▸ **TEXT SHOWN**
[start]

# Flying Sub Control Surfaces?



## Ductapeforever (Mar 6, 2008)

Does anyone know of the existance of Rudders or other such control surfaces used for flight. No such thing I remember in the show. Blueprints, ...suggested
in studio drawings?


----------



## Carson Dyle (May 7, 2003)

No. None. Zilch.


----------



## steve123 (Feb 9, 2009)

What happens is if they want to go left, the crew leans left, if they want to go right....

Steve


----------



## falcon49xxxx (Aug 4, 2008)

I suspect it was a yaw and pitch vanes inside the engine outlets,but thats just a guess on my part.


----------



## scotpens (Sep 6, 2003)

falcon49xxx said:


> I suspect it was a yaw and pitch vanes inside the engine outlets,but thats just a guess on my part.


You expect believable engineering on a vehicle from an Irwin Allen show? The Flying Sub makes absolutely no sense to begin with. You could just as well surmise that it was powered by leprechaun magic and steered by telepathy.

That's what makes all these fictional vehicles FUN!


----------



## steve123 (Feb 9, 2009)

And invisible Mermaids shove it out of the water.....

Nelson had a deal with them.


Steve


----------



## falcon49xxxx (Aug 4, 2008)

Hey,At least I took a shot at it...........


----------



## steve123 (Feb 9, 2009)

Just teasing, maybe little reaction control jets, or a great big Gyroscope.

I like the leaning thing the best though....

Steve


----------



## Ductapeforever (Mar 6, 2008)

:thumbsup:Alex, I like your explaination. You think like an engineer. It's a wrap....close this one Dave !


----------



## junglelord (Mar 6, 2007)

Here is Big Daves FS RC Pumpjet, fully functional left and right steering.
http://s181686668.onlinehome.us/phpBB2/viewtopic.php5?t=8546&start=0


----------



## Carson Dyle (May 7, 2003)

[end]

▸ **TASK SET**
**a.** In the Flying Sub thread, copy the part starting with "# Flying Sub" and going on through "in studio drawings?".
**b.** Do the following statements agree with the Flying Sub thread? Answer yes or no for each, and quote the deciding words. (i) Carson Dyle replies that such control surfaces did exist. (ii) falcon49xxxx guesses there were yaw and pitch vanes inside the engine outlets. (iii) steve123 says he likes the gyroscope idea best.

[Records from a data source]

[start]

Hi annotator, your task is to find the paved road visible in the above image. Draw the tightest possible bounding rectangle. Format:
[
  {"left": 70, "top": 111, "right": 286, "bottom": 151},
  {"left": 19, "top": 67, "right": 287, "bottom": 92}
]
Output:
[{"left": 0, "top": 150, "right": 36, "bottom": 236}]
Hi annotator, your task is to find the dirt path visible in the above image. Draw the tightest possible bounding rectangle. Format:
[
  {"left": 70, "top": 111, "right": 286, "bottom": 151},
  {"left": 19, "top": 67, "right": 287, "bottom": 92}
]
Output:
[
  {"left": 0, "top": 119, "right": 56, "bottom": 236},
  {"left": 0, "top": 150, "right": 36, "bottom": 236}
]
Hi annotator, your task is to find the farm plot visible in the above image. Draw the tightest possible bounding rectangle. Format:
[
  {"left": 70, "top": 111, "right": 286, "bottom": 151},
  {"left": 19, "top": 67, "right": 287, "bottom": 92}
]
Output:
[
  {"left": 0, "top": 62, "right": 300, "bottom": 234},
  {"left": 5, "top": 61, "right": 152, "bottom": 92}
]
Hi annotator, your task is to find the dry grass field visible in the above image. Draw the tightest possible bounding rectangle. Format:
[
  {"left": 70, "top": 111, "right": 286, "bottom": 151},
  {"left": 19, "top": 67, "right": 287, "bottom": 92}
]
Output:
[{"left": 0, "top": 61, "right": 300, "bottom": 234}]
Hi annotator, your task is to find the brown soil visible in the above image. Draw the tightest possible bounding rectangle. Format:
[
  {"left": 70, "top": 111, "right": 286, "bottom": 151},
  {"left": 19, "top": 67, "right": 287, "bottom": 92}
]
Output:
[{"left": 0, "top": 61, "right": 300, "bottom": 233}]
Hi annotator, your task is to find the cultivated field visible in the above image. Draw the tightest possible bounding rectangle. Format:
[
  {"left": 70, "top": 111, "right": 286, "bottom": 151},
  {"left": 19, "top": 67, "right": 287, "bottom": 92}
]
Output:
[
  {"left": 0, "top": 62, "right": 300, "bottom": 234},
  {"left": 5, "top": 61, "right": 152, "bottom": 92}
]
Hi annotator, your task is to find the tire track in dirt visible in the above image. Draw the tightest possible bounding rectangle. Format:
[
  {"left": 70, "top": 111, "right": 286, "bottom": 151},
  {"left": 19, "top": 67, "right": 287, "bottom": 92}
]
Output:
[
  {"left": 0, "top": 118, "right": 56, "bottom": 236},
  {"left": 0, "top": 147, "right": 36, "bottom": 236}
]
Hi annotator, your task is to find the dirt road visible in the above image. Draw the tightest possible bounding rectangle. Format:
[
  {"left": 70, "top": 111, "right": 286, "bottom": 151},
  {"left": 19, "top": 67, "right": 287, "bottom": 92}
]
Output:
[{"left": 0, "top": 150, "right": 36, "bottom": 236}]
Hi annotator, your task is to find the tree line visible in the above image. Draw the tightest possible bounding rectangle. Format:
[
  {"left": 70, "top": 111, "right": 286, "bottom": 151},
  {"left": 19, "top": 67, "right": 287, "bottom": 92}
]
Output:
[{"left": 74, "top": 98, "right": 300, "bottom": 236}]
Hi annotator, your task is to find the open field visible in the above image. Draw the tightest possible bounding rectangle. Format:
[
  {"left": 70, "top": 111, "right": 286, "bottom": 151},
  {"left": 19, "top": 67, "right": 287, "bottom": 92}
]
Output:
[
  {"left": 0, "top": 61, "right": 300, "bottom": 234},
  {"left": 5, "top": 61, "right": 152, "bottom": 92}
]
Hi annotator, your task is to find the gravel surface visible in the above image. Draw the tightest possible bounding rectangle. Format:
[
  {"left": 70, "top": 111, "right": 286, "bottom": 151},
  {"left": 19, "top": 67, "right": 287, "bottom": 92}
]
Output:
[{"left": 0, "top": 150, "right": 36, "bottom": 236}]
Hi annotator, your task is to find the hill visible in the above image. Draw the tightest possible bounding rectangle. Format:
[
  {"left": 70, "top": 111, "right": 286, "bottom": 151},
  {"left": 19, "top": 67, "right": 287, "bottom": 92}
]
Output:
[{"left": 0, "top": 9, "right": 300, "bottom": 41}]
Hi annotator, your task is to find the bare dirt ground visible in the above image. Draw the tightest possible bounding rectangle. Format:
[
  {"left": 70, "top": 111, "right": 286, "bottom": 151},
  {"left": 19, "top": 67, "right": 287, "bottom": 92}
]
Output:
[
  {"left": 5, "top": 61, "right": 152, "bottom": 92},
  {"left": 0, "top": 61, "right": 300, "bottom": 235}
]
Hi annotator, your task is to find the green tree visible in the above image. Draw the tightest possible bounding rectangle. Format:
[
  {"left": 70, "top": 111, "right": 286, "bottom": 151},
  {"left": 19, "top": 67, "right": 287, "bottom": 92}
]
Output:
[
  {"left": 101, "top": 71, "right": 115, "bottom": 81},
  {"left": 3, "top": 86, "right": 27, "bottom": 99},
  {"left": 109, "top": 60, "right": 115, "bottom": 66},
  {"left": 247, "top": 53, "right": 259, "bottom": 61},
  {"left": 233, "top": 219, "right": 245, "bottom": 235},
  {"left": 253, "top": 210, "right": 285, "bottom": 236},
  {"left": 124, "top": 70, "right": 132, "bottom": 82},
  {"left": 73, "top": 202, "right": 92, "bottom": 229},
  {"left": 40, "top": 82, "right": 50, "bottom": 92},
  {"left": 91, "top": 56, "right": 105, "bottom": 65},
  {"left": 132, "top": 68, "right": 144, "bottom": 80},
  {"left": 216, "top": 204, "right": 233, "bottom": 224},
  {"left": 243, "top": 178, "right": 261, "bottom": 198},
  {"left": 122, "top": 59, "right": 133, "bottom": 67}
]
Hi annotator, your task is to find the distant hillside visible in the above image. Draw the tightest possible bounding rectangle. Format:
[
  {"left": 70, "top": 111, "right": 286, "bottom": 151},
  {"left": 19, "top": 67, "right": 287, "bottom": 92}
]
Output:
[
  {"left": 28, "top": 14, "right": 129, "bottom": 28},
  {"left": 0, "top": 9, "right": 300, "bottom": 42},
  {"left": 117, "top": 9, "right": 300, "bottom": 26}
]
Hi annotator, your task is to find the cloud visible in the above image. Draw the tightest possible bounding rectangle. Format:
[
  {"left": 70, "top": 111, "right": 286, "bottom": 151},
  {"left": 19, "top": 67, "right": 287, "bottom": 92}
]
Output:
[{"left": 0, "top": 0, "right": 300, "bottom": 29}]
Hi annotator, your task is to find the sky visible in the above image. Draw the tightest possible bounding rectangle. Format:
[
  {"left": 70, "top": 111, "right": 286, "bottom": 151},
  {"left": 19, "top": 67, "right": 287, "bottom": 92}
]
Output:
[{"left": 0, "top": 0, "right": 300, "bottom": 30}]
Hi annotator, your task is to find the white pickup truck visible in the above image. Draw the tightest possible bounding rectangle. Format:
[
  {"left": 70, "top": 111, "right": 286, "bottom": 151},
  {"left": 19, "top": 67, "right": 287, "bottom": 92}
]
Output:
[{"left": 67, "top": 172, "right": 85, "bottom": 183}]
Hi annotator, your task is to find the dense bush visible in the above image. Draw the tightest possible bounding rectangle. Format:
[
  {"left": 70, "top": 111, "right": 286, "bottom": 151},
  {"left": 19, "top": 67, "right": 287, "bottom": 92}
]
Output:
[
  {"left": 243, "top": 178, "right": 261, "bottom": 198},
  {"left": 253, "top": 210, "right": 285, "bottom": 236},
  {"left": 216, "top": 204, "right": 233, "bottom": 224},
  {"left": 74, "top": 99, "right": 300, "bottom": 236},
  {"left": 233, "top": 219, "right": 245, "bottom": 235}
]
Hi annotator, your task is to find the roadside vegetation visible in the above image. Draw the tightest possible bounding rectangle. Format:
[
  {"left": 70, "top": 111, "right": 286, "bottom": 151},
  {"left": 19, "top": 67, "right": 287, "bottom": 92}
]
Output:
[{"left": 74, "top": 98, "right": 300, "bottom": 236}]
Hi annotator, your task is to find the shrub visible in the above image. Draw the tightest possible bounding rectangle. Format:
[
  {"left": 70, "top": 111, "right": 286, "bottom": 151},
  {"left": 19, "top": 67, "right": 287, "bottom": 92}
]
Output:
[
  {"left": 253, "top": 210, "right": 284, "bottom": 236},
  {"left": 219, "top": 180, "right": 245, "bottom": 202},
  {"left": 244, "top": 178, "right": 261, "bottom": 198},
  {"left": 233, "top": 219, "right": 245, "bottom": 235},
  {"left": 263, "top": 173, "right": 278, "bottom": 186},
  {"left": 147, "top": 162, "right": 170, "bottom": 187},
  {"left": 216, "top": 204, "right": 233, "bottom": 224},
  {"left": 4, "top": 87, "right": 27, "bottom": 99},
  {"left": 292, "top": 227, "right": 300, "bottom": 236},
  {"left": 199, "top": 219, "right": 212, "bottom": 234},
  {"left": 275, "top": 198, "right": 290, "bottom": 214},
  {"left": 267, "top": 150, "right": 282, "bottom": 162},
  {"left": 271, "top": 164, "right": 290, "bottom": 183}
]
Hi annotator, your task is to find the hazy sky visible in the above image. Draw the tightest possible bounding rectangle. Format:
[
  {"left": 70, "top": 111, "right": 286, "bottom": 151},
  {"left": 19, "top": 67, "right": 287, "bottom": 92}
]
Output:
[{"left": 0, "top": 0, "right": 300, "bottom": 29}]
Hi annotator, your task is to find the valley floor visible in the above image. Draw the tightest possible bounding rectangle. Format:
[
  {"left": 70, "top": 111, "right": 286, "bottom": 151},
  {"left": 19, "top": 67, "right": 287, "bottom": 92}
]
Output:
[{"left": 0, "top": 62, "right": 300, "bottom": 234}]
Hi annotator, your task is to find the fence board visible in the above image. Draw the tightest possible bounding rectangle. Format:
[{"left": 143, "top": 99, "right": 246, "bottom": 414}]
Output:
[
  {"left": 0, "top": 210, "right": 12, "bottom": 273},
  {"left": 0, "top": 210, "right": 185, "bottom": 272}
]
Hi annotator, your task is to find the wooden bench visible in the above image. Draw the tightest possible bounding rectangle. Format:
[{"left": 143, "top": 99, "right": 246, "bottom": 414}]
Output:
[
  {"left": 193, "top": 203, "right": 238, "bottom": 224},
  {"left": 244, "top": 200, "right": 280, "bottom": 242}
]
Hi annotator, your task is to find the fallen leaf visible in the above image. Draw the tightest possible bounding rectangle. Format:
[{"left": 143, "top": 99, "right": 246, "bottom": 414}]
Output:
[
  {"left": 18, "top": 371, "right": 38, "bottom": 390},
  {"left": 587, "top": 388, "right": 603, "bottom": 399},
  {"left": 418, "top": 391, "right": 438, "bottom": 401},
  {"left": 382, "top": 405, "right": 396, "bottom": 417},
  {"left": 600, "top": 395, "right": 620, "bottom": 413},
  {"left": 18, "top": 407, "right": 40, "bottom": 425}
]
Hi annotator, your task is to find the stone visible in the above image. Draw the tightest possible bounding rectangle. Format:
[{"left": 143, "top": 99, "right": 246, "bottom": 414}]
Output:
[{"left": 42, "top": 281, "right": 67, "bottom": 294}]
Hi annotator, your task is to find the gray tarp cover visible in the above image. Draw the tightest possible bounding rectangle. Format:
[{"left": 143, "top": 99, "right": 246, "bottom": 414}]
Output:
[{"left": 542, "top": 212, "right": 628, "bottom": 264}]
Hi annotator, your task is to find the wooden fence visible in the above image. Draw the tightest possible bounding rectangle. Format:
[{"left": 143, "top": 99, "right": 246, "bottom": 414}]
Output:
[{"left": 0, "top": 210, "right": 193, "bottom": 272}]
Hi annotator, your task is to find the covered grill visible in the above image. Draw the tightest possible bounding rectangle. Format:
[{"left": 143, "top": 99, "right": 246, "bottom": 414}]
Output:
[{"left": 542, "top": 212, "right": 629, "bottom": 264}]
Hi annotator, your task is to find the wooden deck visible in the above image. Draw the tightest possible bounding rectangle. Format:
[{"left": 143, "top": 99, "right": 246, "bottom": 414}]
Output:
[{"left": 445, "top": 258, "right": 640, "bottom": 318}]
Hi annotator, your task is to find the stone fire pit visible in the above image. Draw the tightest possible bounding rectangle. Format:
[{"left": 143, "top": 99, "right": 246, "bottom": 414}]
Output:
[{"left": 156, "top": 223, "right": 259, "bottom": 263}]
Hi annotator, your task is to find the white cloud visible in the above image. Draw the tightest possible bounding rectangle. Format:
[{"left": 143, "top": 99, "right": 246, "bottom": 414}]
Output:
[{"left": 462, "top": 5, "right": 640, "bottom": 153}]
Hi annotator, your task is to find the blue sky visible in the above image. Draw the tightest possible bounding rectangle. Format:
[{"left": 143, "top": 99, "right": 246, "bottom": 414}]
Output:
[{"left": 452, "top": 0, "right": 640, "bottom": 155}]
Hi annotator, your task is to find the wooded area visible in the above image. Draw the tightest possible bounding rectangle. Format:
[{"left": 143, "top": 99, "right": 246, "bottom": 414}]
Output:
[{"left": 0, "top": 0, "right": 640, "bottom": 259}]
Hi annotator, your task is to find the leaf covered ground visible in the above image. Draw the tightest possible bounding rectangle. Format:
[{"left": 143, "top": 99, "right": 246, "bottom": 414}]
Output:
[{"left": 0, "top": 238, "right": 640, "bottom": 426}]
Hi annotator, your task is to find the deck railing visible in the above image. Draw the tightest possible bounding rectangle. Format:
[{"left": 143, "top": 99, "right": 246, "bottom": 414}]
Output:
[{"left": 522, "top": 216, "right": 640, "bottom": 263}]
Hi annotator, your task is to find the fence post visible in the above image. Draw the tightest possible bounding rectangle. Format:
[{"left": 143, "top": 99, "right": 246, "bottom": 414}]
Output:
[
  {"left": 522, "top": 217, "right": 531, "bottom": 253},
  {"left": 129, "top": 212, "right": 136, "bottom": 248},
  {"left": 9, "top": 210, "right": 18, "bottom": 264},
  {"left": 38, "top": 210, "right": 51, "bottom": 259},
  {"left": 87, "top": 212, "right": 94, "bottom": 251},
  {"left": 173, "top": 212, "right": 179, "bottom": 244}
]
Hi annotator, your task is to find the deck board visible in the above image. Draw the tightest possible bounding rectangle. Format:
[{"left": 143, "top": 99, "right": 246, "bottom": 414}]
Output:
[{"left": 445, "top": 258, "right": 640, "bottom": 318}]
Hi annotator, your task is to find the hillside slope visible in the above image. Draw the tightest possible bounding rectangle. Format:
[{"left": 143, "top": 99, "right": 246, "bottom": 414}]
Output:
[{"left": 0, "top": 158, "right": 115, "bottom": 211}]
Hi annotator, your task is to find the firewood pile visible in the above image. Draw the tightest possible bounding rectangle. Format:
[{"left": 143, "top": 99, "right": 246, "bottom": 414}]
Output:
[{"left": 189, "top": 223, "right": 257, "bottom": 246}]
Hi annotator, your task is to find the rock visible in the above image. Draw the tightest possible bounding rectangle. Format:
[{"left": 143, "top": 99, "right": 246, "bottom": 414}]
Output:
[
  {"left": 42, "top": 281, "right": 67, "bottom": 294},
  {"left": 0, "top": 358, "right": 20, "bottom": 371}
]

[end]

▸ **ANSWERS TO THE EXERCISE**
**a.**
# Flying Sub Control Surfaces?



## Ductapeforever (Mar 6, 2008)

Does anyone know of the existance of Rudders or other such control surfaces used for flight. No such thing I remember in the show. Blueprints, ...suggested
in studio drawings?

**b.**
(i) No: "No. None. Zilch."
(ii) Yes: "I suspect it was a yaw and pitch vanes inside the engine outlets"
(iii) No: "I like the leaning thing the best though...."